═════ INPUT FOR THIS TASK ═════

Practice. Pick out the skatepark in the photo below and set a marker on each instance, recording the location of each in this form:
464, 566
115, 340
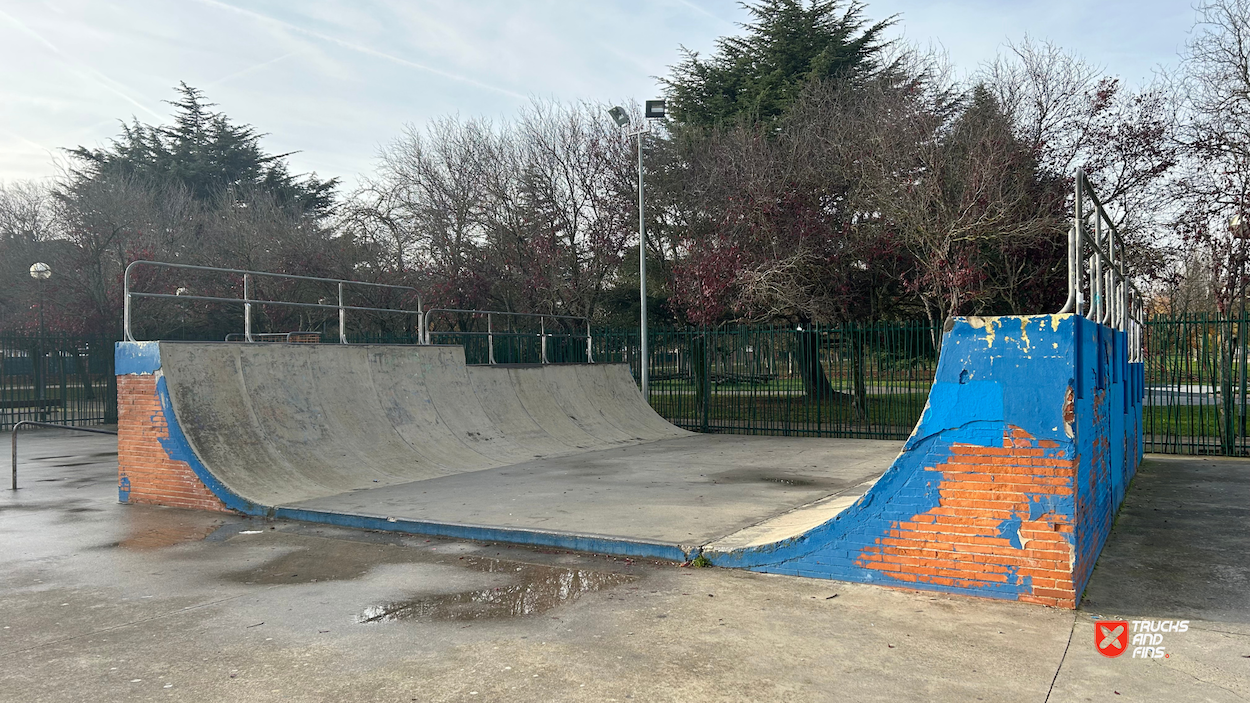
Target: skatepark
1005, 489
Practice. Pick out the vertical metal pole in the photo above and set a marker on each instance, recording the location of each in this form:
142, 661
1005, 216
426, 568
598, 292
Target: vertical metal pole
644, 357
125, 305
1078, 224
15, 455
1096, 278
543, 334
40, 382
246, 308
490, 339
343, 319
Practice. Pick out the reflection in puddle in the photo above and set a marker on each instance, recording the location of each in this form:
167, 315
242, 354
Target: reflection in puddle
538, 591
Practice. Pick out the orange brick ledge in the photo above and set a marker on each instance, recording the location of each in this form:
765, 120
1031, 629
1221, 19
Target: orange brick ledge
145, 473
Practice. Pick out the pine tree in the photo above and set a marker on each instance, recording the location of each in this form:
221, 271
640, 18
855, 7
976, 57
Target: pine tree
206, 154
758, 75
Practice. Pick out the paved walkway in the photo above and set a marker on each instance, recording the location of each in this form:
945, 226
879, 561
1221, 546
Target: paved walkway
135, 603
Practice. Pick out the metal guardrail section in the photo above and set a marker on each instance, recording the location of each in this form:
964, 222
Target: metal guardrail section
248, 300
288, 337
1096, 265
490, 329
50, 425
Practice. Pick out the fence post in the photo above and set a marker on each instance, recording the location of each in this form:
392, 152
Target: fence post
343, 319
706, 377
490, 339
246, 307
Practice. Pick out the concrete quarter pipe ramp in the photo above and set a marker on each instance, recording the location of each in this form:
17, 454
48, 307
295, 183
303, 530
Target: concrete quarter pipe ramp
1005, 489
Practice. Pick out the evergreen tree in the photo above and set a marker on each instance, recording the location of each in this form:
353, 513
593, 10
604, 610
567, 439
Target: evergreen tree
788, 44
206, 154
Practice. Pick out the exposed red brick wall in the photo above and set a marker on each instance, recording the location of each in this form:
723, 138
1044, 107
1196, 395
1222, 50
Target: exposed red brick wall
154, 477
958, 544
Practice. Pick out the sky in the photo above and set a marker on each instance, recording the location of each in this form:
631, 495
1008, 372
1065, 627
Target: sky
334, 80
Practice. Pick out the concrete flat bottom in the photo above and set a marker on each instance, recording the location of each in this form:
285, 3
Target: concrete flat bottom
688, 490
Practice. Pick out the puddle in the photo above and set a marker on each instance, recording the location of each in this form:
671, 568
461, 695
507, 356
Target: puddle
786, 479
529, 589
536, 591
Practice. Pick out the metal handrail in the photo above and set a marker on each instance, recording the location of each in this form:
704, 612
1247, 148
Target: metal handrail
31, 423
248, 300
490, 329
1113, 299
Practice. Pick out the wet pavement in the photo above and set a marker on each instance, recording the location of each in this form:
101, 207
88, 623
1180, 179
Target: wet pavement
109, 602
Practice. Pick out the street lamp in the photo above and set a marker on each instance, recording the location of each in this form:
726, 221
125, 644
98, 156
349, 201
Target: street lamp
654, 109
40, 272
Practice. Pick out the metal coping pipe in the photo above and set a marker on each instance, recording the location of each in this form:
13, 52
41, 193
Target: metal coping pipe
490, 329
1099, 258
248, 300
51, 425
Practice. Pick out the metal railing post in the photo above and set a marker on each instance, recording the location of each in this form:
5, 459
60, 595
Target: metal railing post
490, 339
343, 319
49, 425
246, 307
1079, 225
125, 304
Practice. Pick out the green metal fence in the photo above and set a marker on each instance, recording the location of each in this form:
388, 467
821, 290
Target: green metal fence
1196, 385
56, 379
855, 380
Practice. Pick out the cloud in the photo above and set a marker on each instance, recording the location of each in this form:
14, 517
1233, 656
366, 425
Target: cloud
361, 49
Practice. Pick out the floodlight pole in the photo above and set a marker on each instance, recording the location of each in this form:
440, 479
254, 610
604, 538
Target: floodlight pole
654, 109
644, 357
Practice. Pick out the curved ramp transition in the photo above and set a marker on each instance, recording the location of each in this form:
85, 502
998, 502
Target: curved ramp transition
1006, 488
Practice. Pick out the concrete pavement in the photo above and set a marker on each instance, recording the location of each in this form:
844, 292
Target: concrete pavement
109, 602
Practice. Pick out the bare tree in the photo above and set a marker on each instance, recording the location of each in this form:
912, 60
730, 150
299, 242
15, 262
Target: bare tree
530, 215
1214, 185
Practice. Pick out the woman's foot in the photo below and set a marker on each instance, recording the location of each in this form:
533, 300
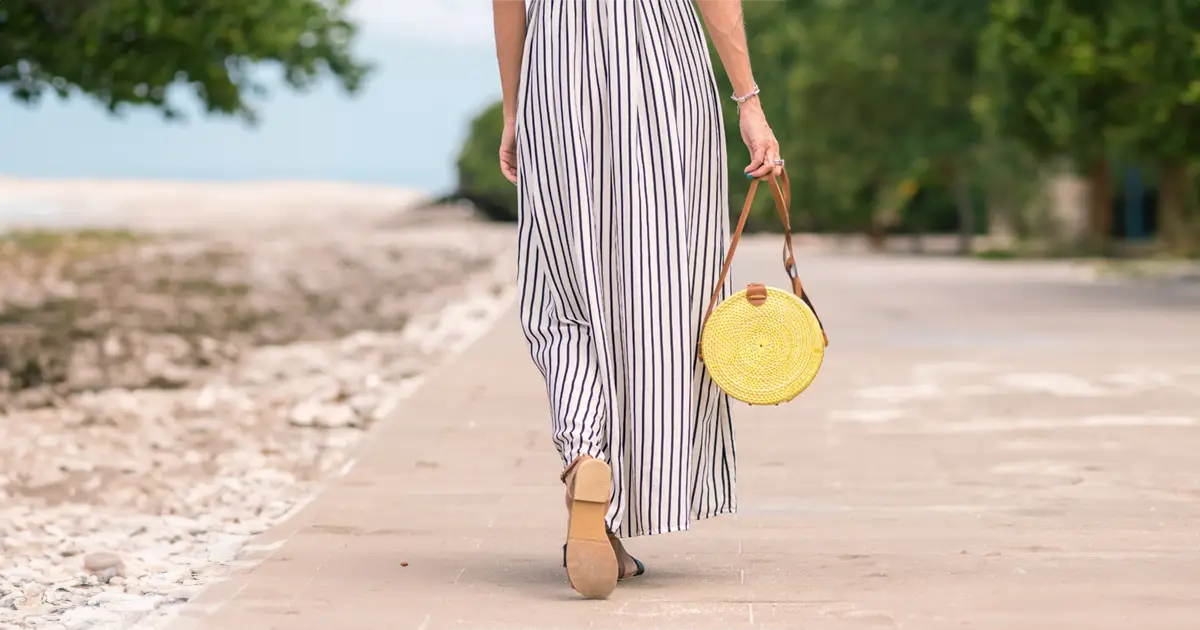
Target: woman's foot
591, 559
628, 567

═════

# ASSIGNMENT:
Go through the entries and return each line where the word "below" appears.

# RESPONSE FOR THIS EXERCISE:
Practice. Pick out the skatepark in the photo below and set a marker on each instance, recording the location of each in this form:
Practice. Pick out the woman's foot in the photo below and set a marker on each instance, recording the location of each in this form:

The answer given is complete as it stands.